"""

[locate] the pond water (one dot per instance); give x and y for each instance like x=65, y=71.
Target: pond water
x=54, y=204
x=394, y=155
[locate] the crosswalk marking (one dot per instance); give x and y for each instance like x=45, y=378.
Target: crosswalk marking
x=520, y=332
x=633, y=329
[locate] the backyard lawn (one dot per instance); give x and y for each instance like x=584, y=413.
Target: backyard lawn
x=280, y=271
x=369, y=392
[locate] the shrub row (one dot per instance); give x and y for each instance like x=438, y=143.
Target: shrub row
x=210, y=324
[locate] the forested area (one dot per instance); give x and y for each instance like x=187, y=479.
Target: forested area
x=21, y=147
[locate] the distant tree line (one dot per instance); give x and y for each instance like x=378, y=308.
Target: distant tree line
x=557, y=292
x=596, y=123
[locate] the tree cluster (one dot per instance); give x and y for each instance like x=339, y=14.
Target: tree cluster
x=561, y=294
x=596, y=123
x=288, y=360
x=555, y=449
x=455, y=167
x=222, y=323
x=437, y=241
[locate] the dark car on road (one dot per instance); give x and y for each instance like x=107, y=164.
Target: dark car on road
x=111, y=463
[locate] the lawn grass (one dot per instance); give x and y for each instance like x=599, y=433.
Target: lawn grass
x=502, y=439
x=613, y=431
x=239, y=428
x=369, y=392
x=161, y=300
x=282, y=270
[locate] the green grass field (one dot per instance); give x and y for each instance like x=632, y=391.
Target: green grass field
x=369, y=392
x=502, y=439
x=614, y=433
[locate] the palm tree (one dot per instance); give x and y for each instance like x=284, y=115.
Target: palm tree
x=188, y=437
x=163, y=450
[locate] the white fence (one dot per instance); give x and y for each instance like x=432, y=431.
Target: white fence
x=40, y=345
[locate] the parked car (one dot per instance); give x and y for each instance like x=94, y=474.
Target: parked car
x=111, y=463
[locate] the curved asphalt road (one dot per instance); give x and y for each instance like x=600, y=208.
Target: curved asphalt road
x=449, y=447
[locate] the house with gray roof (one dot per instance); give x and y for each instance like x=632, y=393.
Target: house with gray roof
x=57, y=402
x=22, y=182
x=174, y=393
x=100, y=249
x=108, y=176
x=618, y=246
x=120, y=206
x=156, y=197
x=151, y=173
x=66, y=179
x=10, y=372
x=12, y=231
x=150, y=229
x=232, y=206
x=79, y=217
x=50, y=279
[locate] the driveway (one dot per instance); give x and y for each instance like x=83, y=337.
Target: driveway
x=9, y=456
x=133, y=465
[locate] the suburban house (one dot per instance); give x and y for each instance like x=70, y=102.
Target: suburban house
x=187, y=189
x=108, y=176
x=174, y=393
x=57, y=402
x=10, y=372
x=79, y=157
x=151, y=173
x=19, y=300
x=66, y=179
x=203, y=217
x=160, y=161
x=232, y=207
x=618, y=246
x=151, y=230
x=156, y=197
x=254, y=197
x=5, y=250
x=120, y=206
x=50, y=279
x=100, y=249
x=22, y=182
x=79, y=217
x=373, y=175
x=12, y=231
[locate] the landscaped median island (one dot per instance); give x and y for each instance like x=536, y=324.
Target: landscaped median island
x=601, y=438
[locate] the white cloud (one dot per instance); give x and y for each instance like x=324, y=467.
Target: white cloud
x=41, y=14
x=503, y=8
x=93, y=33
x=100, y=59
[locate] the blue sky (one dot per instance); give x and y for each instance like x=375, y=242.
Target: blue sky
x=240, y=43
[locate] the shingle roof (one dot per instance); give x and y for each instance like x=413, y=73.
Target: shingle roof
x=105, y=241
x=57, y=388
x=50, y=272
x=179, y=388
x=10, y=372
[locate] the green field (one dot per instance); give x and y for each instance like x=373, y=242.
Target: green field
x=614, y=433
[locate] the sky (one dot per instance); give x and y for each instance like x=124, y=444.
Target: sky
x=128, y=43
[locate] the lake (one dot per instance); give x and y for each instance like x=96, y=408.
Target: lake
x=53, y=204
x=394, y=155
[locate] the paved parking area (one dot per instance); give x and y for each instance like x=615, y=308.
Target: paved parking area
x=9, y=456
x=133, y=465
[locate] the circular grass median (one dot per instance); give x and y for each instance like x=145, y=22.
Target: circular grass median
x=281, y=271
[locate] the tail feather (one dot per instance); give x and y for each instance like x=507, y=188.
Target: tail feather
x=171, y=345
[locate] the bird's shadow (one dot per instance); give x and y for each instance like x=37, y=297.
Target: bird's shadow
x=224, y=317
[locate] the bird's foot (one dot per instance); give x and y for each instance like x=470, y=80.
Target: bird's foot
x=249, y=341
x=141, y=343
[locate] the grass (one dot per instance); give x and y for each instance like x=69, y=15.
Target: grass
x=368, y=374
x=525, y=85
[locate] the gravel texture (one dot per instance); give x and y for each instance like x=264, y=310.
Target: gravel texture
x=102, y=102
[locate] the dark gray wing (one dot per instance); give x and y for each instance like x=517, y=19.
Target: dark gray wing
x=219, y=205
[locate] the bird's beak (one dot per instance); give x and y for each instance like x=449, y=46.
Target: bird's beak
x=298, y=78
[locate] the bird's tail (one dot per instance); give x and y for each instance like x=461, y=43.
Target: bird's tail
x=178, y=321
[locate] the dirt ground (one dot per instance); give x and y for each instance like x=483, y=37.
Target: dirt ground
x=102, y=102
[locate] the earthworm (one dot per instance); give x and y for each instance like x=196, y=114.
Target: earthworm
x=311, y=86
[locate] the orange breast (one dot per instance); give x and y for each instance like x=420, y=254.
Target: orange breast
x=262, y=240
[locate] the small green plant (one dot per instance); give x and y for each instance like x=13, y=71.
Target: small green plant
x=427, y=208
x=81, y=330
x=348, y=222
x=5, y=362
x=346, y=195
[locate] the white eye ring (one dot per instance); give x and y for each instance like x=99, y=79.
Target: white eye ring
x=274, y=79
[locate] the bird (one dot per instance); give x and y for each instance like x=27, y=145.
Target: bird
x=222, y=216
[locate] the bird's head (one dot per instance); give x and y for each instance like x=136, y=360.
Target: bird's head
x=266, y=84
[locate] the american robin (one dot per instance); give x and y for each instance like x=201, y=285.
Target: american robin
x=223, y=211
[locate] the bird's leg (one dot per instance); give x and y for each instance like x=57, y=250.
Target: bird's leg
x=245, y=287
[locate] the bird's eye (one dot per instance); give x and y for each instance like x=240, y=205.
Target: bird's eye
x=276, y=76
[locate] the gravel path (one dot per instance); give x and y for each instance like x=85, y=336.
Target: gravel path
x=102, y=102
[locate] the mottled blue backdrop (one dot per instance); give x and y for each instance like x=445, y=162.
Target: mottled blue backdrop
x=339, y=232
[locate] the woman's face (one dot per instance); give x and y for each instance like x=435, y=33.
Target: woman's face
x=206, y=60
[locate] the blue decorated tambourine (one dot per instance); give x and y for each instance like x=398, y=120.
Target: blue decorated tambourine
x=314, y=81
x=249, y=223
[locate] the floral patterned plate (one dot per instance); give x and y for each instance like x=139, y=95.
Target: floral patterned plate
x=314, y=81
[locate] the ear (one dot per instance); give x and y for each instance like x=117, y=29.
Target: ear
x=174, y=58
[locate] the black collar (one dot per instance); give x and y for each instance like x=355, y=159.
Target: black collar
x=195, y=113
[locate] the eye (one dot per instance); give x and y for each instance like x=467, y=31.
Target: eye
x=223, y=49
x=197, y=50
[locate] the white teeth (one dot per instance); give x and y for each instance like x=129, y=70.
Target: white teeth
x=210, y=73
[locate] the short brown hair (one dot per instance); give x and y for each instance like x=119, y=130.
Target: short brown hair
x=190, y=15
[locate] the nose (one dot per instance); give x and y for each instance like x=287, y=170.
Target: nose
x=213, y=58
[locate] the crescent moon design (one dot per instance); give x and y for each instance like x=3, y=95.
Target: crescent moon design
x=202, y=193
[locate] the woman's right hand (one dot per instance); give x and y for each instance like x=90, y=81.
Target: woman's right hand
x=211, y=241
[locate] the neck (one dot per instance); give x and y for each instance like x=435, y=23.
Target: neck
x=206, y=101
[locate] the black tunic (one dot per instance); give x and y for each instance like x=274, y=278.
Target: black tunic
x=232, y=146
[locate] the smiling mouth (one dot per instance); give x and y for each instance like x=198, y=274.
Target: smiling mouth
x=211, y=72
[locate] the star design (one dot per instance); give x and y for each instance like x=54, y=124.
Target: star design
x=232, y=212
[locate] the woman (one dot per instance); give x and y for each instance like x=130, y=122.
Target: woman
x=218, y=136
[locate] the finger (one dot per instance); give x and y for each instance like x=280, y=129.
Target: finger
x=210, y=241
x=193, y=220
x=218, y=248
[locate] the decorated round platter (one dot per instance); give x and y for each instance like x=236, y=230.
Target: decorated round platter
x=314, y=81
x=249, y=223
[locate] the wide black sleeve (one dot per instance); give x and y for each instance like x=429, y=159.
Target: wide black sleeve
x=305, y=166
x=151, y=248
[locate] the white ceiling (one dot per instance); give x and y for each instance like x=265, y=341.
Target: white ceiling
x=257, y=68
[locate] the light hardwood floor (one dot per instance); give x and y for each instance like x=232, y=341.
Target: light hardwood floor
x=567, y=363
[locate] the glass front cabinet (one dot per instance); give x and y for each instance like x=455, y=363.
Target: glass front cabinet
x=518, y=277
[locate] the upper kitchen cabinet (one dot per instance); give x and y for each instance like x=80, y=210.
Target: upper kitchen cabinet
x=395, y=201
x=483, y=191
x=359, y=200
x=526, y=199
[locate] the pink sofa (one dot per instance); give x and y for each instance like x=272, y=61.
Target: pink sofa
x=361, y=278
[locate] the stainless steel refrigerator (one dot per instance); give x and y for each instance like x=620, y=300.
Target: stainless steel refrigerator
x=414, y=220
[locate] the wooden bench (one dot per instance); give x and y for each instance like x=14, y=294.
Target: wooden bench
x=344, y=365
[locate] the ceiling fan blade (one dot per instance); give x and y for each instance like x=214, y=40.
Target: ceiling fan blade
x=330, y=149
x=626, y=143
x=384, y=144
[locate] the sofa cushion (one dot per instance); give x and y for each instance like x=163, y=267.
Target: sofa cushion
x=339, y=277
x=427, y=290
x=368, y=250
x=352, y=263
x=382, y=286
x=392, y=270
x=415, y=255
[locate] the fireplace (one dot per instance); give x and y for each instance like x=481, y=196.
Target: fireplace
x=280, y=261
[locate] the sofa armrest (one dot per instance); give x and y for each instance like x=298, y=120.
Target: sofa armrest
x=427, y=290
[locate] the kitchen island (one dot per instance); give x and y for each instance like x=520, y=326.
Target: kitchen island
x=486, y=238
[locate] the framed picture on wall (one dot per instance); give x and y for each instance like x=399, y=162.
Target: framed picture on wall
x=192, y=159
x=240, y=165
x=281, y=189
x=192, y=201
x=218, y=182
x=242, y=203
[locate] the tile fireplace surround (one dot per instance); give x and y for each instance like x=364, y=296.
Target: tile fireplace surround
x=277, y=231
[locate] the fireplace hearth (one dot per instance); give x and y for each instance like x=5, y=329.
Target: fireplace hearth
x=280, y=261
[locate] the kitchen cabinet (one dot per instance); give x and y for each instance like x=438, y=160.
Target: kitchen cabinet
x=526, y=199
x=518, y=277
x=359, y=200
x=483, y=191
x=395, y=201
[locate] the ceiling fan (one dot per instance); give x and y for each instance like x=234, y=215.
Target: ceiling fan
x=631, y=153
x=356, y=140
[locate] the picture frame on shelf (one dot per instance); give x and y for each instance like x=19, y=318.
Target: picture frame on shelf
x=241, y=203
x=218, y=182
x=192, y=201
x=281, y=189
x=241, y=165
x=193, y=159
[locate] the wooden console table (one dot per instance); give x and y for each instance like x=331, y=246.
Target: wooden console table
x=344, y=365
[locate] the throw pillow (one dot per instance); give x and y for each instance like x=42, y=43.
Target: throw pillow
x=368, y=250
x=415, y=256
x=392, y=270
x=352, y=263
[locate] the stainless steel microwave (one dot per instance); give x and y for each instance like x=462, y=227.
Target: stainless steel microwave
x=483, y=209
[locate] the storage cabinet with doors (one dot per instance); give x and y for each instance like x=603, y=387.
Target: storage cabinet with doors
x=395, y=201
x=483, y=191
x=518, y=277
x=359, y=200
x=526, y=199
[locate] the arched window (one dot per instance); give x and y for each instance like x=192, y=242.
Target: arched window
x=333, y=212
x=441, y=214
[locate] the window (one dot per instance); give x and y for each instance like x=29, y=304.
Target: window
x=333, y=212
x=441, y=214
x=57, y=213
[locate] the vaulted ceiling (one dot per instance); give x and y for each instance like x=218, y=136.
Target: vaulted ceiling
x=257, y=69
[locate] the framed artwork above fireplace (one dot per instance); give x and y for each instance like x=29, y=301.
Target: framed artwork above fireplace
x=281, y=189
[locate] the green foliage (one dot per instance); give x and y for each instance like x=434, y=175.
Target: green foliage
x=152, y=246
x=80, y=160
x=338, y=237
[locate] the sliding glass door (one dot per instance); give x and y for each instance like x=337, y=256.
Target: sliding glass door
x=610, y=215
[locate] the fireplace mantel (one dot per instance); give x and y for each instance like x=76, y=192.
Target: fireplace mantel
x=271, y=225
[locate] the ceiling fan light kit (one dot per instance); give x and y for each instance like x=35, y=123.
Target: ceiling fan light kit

"""

Between the lines holding "[locate] the ceiling fan blade" and "x=384, y=144", inclusive, replace "ceiling fan blade" with "overhead fan blade" in the listing. Write out those lines again with nothing else altered.

[locate] the overhead fan blade (one dot per instance); give x and y for each instance like x=214, y=40.
Target: overhead fan blade
x=330, y=149
x=626, y=143
x=384, y=144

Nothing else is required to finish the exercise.